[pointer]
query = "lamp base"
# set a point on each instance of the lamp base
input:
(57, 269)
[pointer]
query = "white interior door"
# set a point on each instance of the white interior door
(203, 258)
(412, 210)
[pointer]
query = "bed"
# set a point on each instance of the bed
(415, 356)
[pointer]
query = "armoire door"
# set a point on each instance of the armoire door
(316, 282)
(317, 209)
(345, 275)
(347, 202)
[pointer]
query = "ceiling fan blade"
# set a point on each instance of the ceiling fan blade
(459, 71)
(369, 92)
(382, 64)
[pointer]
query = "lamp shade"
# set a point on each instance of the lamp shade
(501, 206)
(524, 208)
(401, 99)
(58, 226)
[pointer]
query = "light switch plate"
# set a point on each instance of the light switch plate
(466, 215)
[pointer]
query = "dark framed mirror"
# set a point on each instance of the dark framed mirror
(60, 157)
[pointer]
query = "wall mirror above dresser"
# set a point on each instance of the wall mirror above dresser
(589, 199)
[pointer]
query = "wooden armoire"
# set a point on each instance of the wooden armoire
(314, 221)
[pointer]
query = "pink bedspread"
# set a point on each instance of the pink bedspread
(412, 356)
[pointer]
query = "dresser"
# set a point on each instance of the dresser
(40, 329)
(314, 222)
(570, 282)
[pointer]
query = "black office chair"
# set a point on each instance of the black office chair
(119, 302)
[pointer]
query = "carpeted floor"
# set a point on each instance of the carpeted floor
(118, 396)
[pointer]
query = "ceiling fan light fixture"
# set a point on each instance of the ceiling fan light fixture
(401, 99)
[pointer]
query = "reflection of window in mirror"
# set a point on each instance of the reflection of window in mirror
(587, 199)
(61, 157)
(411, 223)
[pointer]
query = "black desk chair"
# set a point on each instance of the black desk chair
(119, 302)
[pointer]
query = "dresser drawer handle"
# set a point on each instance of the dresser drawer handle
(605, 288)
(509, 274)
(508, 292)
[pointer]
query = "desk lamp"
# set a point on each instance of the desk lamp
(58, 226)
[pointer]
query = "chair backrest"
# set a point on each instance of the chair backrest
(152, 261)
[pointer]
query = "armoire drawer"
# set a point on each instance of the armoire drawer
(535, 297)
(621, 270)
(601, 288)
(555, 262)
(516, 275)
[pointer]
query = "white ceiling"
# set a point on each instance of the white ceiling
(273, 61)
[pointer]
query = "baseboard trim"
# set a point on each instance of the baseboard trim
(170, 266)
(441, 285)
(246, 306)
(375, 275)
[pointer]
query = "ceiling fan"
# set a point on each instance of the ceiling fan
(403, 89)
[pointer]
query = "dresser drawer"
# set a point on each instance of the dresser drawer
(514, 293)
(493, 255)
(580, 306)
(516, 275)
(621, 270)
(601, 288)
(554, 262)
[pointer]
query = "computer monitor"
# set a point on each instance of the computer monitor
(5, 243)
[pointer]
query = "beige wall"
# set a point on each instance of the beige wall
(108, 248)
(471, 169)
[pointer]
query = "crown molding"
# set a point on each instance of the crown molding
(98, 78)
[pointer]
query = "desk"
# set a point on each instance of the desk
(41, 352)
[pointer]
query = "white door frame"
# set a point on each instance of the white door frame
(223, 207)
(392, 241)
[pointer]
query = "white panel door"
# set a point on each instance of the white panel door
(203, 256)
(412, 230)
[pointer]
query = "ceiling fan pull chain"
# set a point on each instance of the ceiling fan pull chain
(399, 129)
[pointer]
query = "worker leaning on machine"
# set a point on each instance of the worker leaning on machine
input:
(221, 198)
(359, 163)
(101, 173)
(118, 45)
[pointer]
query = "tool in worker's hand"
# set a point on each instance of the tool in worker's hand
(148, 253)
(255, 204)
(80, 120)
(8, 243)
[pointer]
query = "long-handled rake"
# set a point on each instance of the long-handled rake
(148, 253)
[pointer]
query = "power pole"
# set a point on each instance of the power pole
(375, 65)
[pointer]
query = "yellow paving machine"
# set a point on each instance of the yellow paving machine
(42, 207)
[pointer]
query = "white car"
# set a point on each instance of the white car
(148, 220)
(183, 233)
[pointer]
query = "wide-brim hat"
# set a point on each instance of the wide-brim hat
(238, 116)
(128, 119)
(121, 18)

════

Repeat the records above exactly.

[pointer]
query = "lamp base"
# set a point on each instance of the lamp base
input:
(57, 269)
[pointer]
query = "white interior door"
# set a point on each instance of the white interior door
(203, 258)
(412, 210)
[pointer]
query = "bed"
# set a point on each instance of the bed
(415, 356)
[pointer]
query = "armoire door"
# set a point on each instance of the armoire door
(316, 282)
(317, 209)
(345, 275)
(347, 202)
[pointer]
query = "ceiling fan blade"
# set a point on each instance of the ceiling fan blade
(459, 71)
(369, 92)
(382, 64)
[pointer]
query = "lamp shade"
# set a point on each instance of the lamp shade
(501, 206)
(524, 208)
(401, 99)
(58, 226)
[pointer]
query = "light switch plate"
# set a point on each instance of the light switch plate
(466, 215)
[pointer]
query = "dark framed mirror"
# set a point on each instance of the dark framed mirror
(60, 157)
[pointer]
query = "wall mirror above dresser"
# set a point on each instance of the wall mirror above dresser
(589, 199)
[pointer]
query = "wooden armoire"
# set a point on each instance of the wooden armoire
(314, 221)
[pointer]
query = "pink bedspread"
# set a point on each instance of the pink bedspread
(412, 356)
[pointer]
query = "dresser"
# set a point on each instance of the dresser
(40, 329)
(314, 222)
(570, 282)
[pointer]
query = "black office chair"
# set a point on each instance of the black office chair
(119, 302)
[pointer]
query = "carpeted floor"
# set a point on each instance of the carpeted floor
(118, 396)
[pointer]
query = "ceiling fan light fixture"
# set a point on each instance of the ceiling fan light fixture
(401, 99)
[pointer]
query = "reflection of window in mirror"
# set a point on each instance of the reflection of window in mirror
(587, 199)
(61, 157)
(411, 223)
[pointer]
query = "black desk chair"
# set a point on each instance of the black desk chair
(119, 302)
[pointer]
query = "dresser drawer handle"
# set a point on each instance of the dresser drawer handle
(605, 288)
(509, 274)
(508, 292)
[pointer]
query = "desk lamp"
# set a point on each instance of the desk lamp
(58, 226)
[pointer]
query = "chair backrest"
# set a point on each instance of the chair backrest
(152, 261)
[pointer]
query = "armoire drawer"
# set a point on each instance of the armoire drawer
(535, 297)
(621, 270)
(601, 288)
(555, 262)
(516, 275)
[pointer]
query = "white ceiling"
# set a point on each instance of the white ceiling
(273, 61)
[pointer]
query = "baseboard trim"
# set a point on each instance of the baseboard trim
(170, 266)
(441, 285)
(246, 306)
(375, 275)
[pointer]
query = "ceiling fan"
# set a point on each instance of the ceiling fan
(403, 89)
[pointer]
query = "dresser drawer"
# set a point on each instance of the dresser drawer
(514, 293)
(493, 255)
(580, 306)
(516, 275)
(621, 270)
(601, 288)
(554, 262)
[pointer]
query = "computer monitor"
# set a point on each instance of the computer monitor
(5, 243)
[pointer]
query = "beige wall"
# set a point on each instance of the beige wall
(108, 248)
(471, 169)
[pointer]
query = "crown molding"
# set a point on each instance of the crown molding
(98, 78)
[pointer]
query = "desk"
# set a point on each instance of the desk
(41, 352)
[pointer]
query = "white door frame"
# set a point on each instance of the white door frame
(223, 207)
(392, 241)
[pointer]
query = "white panel door"
# set a point on each instance of the white panel door
(203, 256)
(412, 230)
[pointer]
query = "ceiling fan pull chain"
# set a point on each instance of the ceiling fan pull chain
(399, 129)
[pointer]
query = "worker leaning on machine"
# set a point on each instance of the worker leaning on machine
input:
(221, 198)
(359, 163)
(101, 173)
(118, 45)
[pointer]
query = "tool in worker's hand"
# set a point on each instance of the tool in worker's hand
(148, 253)
(255, 204)
(80, 120)
(8, 243)
[pointer]
query = "long-handled rake"
# set a point on each instance of the long-handled rake
(148, 253)
[pointer]
query = "power pole"
# set a point on each instance of the power pole
(375, 65)
[pointer]
query = "yellow paving machine"
# set a point on each instance of the yellow paving machine
(42, 207)
[pointer]
query = "white car"
# set a point on each instance of the white car
(148, 220)
(183, 233)
[pointer]
query = "wide-brim hat"
# set a point on each instance of the wide-brim hat
(238, 116)
(128, 119)
(121, 18)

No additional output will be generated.